_To be done_: Please write out the data below again, swapping "grassy field" for "meadow" everywhere and changing nothing else. Leave the pictures out of your answer.
·····
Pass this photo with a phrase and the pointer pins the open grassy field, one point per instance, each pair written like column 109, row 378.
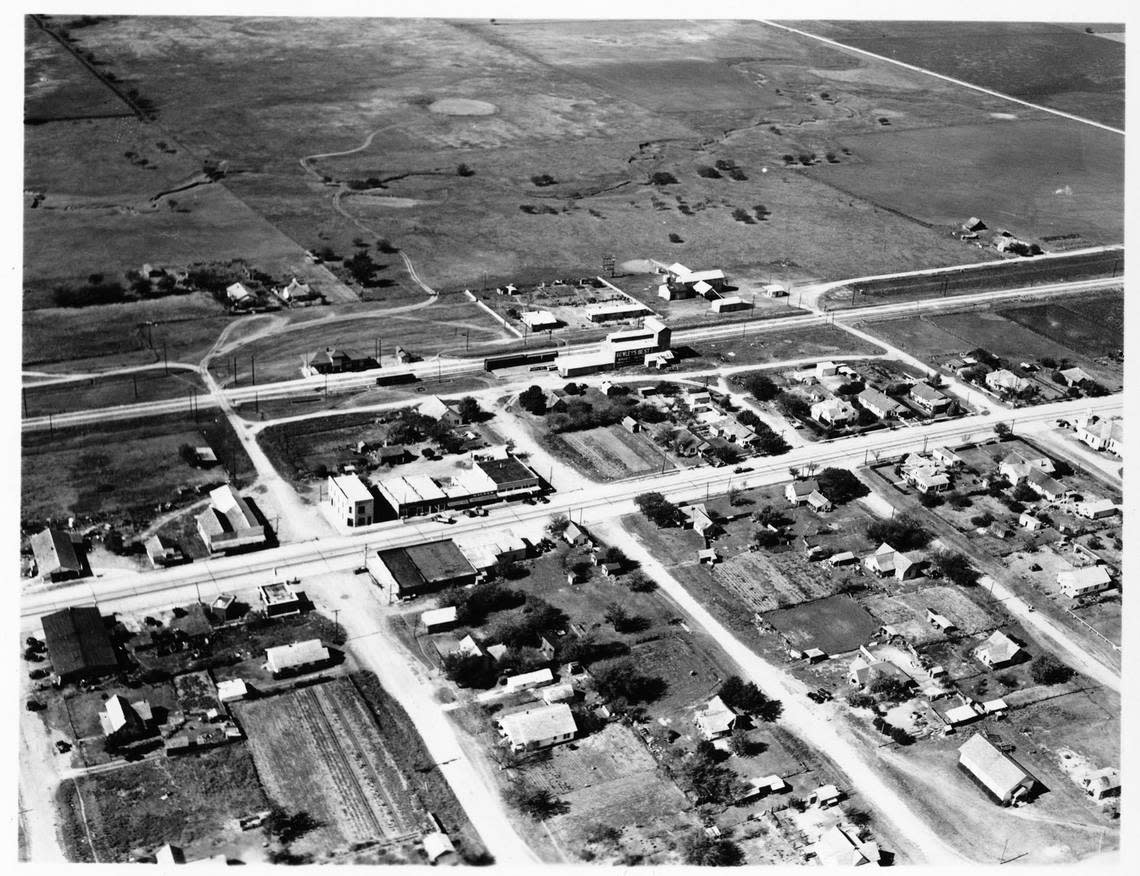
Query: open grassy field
column 123, row 469
column 188, row 801
column 123, row 389
column 319, row 751
column 1035, row 178
column 597, row 115
column 448, row 326
column 836, row 624
column 1056, row 65
column 612, row 452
·····
_Solution to this problem_:
Pass this photo with a phrase and the pointer pins the open meadow, one point per instance, each pair written like column 109, row 378.
Query: open meadow
column 123, row 469
column 188, row 801
column 123, row 389
column 319, row 751
column 1035, row 178
column 597, row 115
column 448, row 326
column 836, row 624
column 1056, row 65
column 612, row 452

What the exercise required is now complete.